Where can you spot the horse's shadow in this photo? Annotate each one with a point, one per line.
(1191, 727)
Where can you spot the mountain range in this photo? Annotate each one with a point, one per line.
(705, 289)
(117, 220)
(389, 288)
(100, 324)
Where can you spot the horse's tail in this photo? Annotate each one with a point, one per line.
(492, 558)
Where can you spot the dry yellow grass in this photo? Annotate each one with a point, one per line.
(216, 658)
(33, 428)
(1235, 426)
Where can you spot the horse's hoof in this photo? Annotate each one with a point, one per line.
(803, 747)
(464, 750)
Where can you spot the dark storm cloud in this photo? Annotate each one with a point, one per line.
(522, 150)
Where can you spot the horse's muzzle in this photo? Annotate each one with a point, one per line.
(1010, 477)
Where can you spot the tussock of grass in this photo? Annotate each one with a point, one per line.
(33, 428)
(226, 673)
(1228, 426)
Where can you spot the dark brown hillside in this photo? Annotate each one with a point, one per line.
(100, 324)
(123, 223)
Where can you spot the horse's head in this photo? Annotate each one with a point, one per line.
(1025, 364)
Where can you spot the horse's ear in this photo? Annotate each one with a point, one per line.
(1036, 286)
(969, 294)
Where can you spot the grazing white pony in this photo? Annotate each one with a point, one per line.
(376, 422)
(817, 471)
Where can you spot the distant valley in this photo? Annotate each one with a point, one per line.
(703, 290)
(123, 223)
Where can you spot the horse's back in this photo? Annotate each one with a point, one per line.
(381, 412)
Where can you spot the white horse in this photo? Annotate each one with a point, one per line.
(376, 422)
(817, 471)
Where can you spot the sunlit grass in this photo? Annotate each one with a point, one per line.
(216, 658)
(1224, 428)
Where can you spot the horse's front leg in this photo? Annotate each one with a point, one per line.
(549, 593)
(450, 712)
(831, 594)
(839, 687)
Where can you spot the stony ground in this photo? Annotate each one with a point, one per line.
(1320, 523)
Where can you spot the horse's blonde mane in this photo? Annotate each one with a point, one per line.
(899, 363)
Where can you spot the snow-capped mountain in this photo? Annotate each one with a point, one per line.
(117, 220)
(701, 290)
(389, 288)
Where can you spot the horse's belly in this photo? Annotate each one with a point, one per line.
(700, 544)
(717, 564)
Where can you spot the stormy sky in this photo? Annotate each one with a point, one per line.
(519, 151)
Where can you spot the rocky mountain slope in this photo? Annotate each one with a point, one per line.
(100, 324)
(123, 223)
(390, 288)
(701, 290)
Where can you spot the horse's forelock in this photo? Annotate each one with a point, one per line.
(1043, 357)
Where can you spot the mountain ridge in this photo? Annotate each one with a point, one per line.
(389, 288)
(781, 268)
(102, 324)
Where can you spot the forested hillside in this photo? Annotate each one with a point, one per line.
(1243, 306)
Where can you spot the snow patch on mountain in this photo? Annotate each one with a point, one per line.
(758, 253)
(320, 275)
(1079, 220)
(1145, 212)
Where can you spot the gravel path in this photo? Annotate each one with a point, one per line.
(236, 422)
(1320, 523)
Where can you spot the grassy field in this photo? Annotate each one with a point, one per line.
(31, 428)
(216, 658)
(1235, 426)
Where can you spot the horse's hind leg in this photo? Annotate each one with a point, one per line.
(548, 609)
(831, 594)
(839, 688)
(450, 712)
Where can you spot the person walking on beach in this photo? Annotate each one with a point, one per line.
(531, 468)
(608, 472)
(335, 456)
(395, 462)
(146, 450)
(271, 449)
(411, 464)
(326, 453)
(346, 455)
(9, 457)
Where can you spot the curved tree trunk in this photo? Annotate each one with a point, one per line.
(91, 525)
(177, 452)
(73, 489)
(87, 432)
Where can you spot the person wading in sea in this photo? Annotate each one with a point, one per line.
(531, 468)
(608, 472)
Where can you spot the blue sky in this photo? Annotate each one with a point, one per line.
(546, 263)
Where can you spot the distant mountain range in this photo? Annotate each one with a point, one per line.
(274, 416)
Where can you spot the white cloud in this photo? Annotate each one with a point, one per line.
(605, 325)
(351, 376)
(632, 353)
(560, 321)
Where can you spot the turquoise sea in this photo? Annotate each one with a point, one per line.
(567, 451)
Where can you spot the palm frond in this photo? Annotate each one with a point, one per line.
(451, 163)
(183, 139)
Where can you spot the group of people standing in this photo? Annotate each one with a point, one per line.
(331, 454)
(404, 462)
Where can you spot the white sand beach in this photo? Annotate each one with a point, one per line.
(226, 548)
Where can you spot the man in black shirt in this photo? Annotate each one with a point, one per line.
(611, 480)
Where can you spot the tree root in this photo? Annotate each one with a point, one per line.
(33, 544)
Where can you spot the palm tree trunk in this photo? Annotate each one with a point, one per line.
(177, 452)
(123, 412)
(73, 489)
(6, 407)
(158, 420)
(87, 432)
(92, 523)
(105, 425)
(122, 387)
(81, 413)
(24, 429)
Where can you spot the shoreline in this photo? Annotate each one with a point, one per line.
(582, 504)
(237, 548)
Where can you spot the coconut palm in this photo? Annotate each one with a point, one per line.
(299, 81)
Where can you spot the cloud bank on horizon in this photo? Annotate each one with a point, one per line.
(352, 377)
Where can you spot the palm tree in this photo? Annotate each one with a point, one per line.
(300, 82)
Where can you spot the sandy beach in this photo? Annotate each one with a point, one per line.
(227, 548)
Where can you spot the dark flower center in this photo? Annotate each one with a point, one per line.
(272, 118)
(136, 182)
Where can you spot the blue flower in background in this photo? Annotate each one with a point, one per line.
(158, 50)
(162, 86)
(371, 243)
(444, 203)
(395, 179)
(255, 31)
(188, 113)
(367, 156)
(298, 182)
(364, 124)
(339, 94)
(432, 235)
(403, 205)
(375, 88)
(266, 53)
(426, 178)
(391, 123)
· · · ·
## Work to complete
Give back the data above exactly, so that every line matches.

## Output for this task
Where can you spot the horse's shadow in this photo? Annotate each one with a point, one per line.
(1191, 727)
Where can you spot the mountain range in this photo? Annotate each one with a point, one per line.
(705, 289)
(117, 220)
(389, 288)
(100, 324)
Where can you spot the horse's tail in this photo? Annotate each one with a point, one per line.
(492, 558)
Where can you spot the dry yellow grass in this photo? Annotate each one with a point, one per line.
(216, 658)
(33, 428)
(1235, 426)
Where can you spot the horse's hoof in this photo? Annotate each one with a point, one per line.
(803, 747)
(464, 750)
Where can you spot the dark storm cloud in this photo? Annotate each one with a point, one per line.
(522, 150)
Where can you spot the horse's muzzle in this photo? Annotate each one with a point, one per line.
(1010, 477)
Where can you spot the tussock of grass in this photo? Annotate each one with a point, one per line.
(33, 428)
(226, 673)
(1228, 426)
Where can you spot the dark brown hillside in this photo? Annotate each one with a point, one per line.
(100, 324)
(123, 223)
Where can you spot the horse's head in this photo? Annotate each one with a point, one per line.
(1025, 364)
Where can you spot the horse's ear in this photo? Annotate each one with a point, one per line.
(1036, 286)
(969, 294)
Where can you spot the grazing white pony in this photo? Annotate each one with a point, one per line.
(376, 422)
(817, 471)
Where can you spot the distant valley in this photo? Annotate each one with a point, one per line.
(703, 290)
(123, 223)
Where can you spot the horse's back in this photo? Annotate each one with a point, one per line.
(381, 412)
Where can you spot the white horse in this photo? Annotate each one with a point, one per line.
(376, 422)
(817, 471)
Where can you spot the sunlit grass in this photo? Annotate each one with a point, one per line.
(216, 658)
(1224, 428)
Where can you spot the horse's front leg in this photo? Annotate each one with a point, one per line.
(549, 593)
(450, 712)
(831, 594)
(839, 687)
Where can you spot the stony ground in this photo? Annotate each one with a point, one per line.
(1320, 523)
Where can you spot the horse's blonde mane in this photo? Annotate each one with a point, one per line.
(899, 363)
Where can you spot the snow-capped mountain in this photo? Annotate each one with a point, one per line.
(117, 220)
(701, 290)
(389, 288)
Where can you spot the horse's belly in this photo? Annotate each one with a point, one per line.
(700, 544)
(717, 564)
Where can you spot the stormy sky in this photo? Annotate each one with a point, one per line.
(519, 151)
Where can you spot the rocky mountain slope in this photo? Annotate each one with a point, one per line.
(100, 324)
(123, 223)
(390, 288)
(701, 290)
Where can you spot the horse's forelock in this photo? Annotate each one with a point, one per line.
(1043, 357)
Where can you spot the mountain ridge in this photo? Annotate each one with a point, one per line.
(389, 288)
(781, 268)
(102, 324)
Where can you spot the forested hillside in this photo? Annotate each one with a point, one per line.
(1243, 306)
Where can you spot the snow patch on mountain in this photo? Annotate each one with a point, one per line.
(758, 253)
(320, 275)
(1079, 220)
(1145, 212)
Where can you spot the gravel path in this photo? Annotate each one with a point, one per line.
(236, 422)
(1320, 523)
Where can you spot the grassy field in this photo? Annotate each one with a point, one per line.
(31, 428)
(216, 658)
(1235, 426)
Where can you spot the horse's hind leg in this photo? Annotate each one with a point, one per line.
(548, 609)
(831, 594)
(839, 688)
(450, 712)
Where can you spot the person walking on beach in this photo? Annotate each one with a point, one per line.
(531, 468)
(608, 472)
(335, 456)
(395, 462)
(146, 450)
(271, 449)
(411, 464)
(326, 453)
(346, 455)
(9, 457)
Where can you spot the curved tree trunk in this photo? Annotate each one with a point, one per line.
(91, 525)
(177, 452)
(73, 489)
(87, 432)
Where can you spot the person wading in sea in this photo? Annotate each one with a point, one per line.
(531, 468)
(608, 472)
Where can you spot the blue sky in this photo? Annotate each one with a point, one per line.
(546, 263)
Where can you spot the distant mountain range in this photo? Annotate each one with a point, one per line.
(274, 416)
Where can you spot the white cloud in this photo? Annotate each one with a point, one per line.
(605, 325)
(351, 376)
(632, 353)
(560, 321)
Where can you spot the turquoise sea in this photo? Annotate each one with a point, one per line.
(567, 451)
Where can you spot the palm frond in this photo? Annotate each one with a point, one per line.
(451, 163)
(183, 139)
Where can you spot the group of people standing in this photo? Annotate each one with a point, one per line.
(331, 454)
(404, 462)
Where can you spot the white sand beach in this photo? Annotate each one with a point, one per line.
(226, 548)
Where can you spot the man in black shirt in this photo? Annotate each one with a point, one per line.
(611, 480)
Where can you spot the tree root in this photo? Annotate each one with a point, one per line.
(33, 544)
Where can you spot the palm tree trunk in this photo? Annotate each one with a point, one per line.
(177, 452)
(123, 412)
(73, 489)
(6, 407)
(158, 420)
(87, 432)
(92, 523)
(105, 425)
(122, 387)
(81, 413)
(24, 429)
Where can you spot the shoreline in this photo? Annotate each one with a point, one per line.
(582, 504)
(237, 548)
Where can you spot the coconut palm in this photo? Annotate each one with a point, one per line.
(299, 81)
Where can you spot the cloud bank on horizon in this photo? Annotate each one with a point, one per line.
(352, 377)
Where can you spot the palm tree in this photo? Annotate each one with a point, one per line.
(300, 82)
Where can you spot the sandy beach in this photo? Annotate each one with a point, one per line.
(227, 548)
Where can you spot the dark flower center in this photo? Annotate each one with a point, one per line.
(272, 118)
(136, 182)
Where can you spot the blue flower in background in this photo? Annotate each one with a point, one per line.
(158, 50)
(162, 86)
(371, 243)
(444, 203)
(395, 179)
(255, 31)
(188, 113)
(367, 156)
(298, 182)
(364, 124)
(339, 94)
(432, 235)
(403, 205)
(375, 88)
(266, 53)
(426, 178)
(391, 123)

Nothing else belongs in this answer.